## Assignment
In the catalase assay excerpt, at what wavelength was the absorbance of the yellow complex measured?
Excerpted text: Begin
C—MDA concentration in tissues (µmol/g); ΔO.V.—difference in absorbance at 520 nm and 535 nm wavelengths; 100,000 and 133—coefficients.

3.11. (CAT) Activity Assay

Catalase activity in brain and liver homogenates was measured using the method described by Sadauskiene et al. [62]. This assay relies on the catalase decomposition of hydrogen peroxide (H₂O₂). The reaction mixture consisted of 50 mM Tris-HCl buffer (pH 7.4) containing 18 mM H₂O₂ (buffer-substrate mixture) and 100 μL of tissue homogenate. The mixture was incubated at 37 °C for 180 s to allow the enzymatic reaction to occur.

The reaction was terminated by adding 2.0 mL of 4.5% ammonium molybdate, which forms a yellow complex with residual hydrogen peroxide. The absorbance of this complex was measured at 410 nm using a spectrophotometer (PerkinElmer Lambda 25 UV/Vis Spectrometer (PerkinElmer, Shelton, CT, USA). A blank control was prepared by incubating the buffer-substrate mixture for 180 s, adding ammonium molybdate and 100 μL of the tissue homogenate.

The catalase activity was expressed as units per mg of protein (U/mg protein). One unit of CAT (U) corresponds to the decomposition of 1 μmol of H₂O₂ per minute under the assay conditions. This method provides a reliable measure of CAT activity in tissue samples.
Excerpted text: End
Provided material: Begin
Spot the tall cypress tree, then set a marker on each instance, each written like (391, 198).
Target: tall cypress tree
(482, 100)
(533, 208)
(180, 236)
Provided material: End
## Answer space
410 nm